Given problem:
Change every "Objective" to "Goal" in the lines below, and reproduce them otherwise unaltered, leaving out the pictures.

--- Start Items ---

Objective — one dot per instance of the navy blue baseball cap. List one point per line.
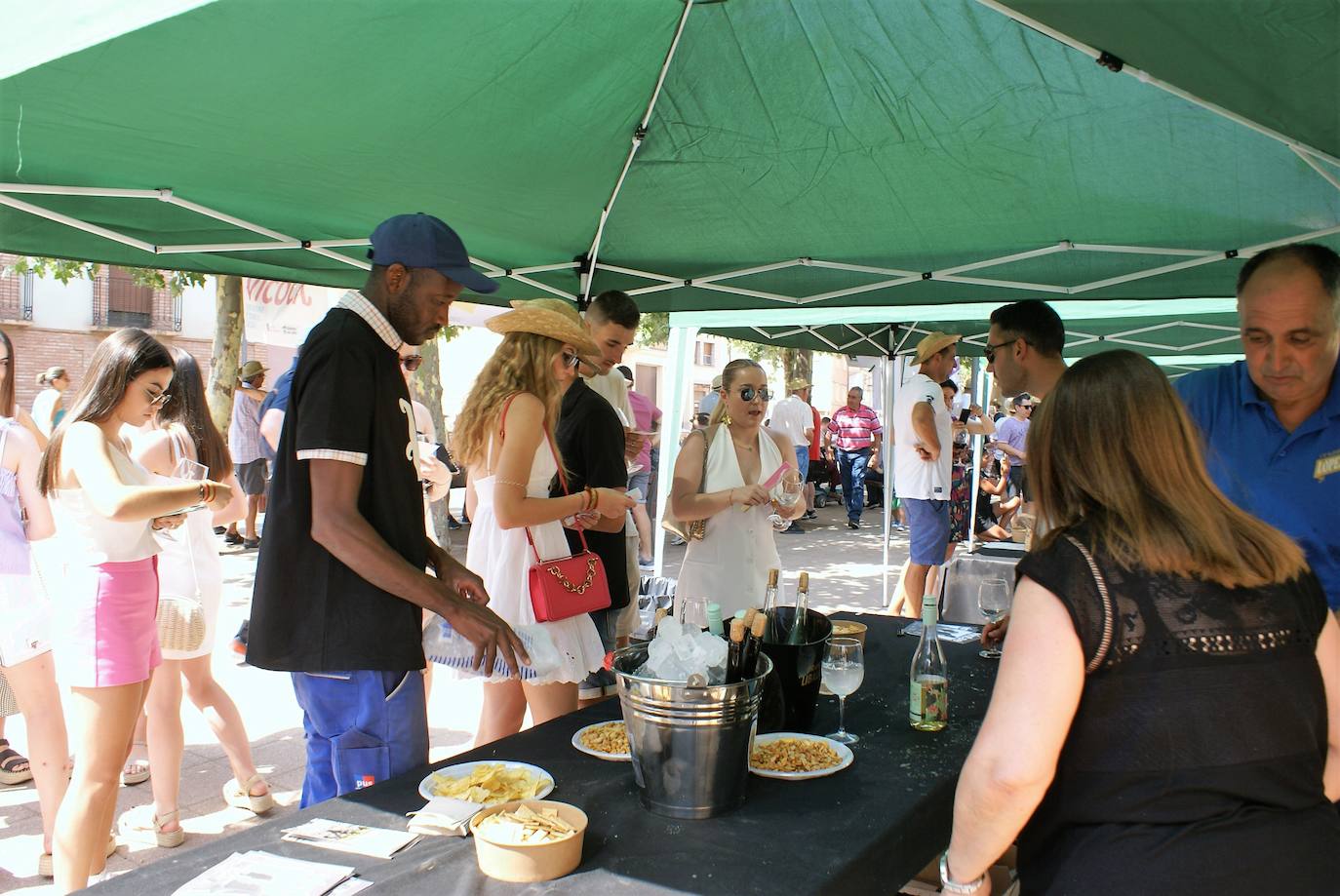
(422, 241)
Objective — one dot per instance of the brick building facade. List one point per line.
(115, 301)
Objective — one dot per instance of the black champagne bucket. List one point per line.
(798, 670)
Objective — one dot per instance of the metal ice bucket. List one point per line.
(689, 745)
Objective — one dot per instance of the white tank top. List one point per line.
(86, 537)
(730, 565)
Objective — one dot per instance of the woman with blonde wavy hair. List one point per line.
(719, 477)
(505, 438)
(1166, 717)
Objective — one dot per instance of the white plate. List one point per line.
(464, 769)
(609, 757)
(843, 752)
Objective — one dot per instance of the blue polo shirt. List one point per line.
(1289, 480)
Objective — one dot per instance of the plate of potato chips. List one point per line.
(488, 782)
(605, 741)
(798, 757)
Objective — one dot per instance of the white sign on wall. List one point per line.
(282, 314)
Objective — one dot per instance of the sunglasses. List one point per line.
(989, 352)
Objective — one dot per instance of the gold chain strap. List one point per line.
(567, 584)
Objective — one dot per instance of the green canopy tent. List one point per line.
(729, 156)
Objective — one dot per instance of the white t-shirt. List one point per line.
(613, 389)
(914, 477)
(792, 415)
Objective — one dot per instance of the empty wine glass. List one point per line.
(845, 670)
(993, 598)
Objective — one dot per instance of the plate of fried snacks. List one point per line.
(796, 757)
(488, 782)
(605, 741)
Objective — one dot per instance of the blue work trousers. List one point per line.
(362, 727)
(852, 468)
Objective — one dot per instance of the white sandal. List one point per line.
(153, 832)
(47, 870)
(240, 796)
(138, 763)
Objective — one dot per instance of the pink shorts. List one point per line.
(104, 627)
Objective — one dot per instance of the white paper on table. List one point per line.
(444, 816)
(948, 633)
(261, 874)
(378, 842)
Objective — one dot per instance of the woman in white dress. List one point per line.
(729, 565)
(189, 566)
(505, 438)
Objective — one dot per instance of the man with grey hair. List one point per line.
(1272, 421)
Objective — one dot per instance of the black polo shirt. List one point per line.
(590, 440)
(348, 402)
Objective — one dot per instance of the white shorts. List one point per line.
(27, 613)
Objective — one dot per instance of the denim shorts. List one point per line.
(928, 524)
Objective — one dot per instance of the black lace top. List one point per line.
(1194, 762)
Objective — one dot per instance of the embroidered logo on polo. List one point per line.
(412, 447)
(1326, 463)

--- End Items ---

Exercise result:
Goal — one dot per instance of the navy blue baseball cap. List one point per line.
(422, 241)
Goal — one dot per instance of the brick building facade. List one point per line.
(115, 301)
Goal — one dot per instance of the black champagne bucket. List one point per line.
(798, 670)
Goal — one dot per instance of the metal ice bucket. List one point per line.
(689, 745)
Goal — one dot per instance of the white tank top. List one point per line.
(86, 537)
(730, 565)
Goal — one dot per instance of the woman with blonde wavy hair. List one point per line.
(719, 477)
(505, 438)
(1166, 717)
Goal — one dot per instance of the white plate. List one point per line.
(464, 769)
(609, 757)
(843, 752)
Goal — one dot per instance of the blue polo shirt. List one point per line.
(1289, 480)
Goal — one dot per instance of the plate of potato chips. List one point per line.
(488, 782)
(605, 741)
(798, 757)
Goal — one dot per instance of the white sign on wall. List one point per line.
(282, 314)
Goal — one dot per instance of the sunglasses. List one point per line.
(989, 352)
Goal — one dot per instance of the gold chain strap. List one point per line.
(567, 584)
Goal — one dot per instance of the green canopy tent. List one point per line.
(729, 156)
Goal — one dot per instance of the white t-shirt. List one point per line.
(613, 389)
(914, 477)
(792, 415)
Goal — one dot per instance of the empty wine glass. List one point per line.
(845, 670)
(993, 598)
Goal — one dot per instance of the plate of fried snacks. List one point per line.
(796, 757)
(488, 782)
(605, 741)
Goal — one dot per instance of the blue work trousers. List one point per line.
(362, 727)
(852, 468)
Goal — one dot per instance of the white sandal. List one point per line.
(153, 832)
(47, 870)
(240, 796)
(138, 763)
Goal — one dot per instance of the pink shorts. List one point per line.
(104, 627)
Goal — one dot per instance of the white paper on table. List one point per line.
(444, 816)
(948, 633)
(261, 874)
(378, 842)
Goal — one dot per instance of the woman in white dress. List one point per line.
(729, 565)
(189, 566)
(505, 438)
Goal — one dot per instance of the man with grey hair. List one point per line.
(1272, 421)
Goal — one dot per instance of the black polo shirt. List one point per line.
(590, 440)
(348, 402)
Goal — one dot per instance of the white shorts. List one point per line.
(27, 613)
Goal — one dot per instance of the denim shorts. List one point per line.
(928, 524)
Goal — one dot per instance of the black lace top. List one point per line.
(1194, 762)
Goal — one dot per instance of the embroidered logo on polo. List one point per line.
(412, 447)
(1326, 463)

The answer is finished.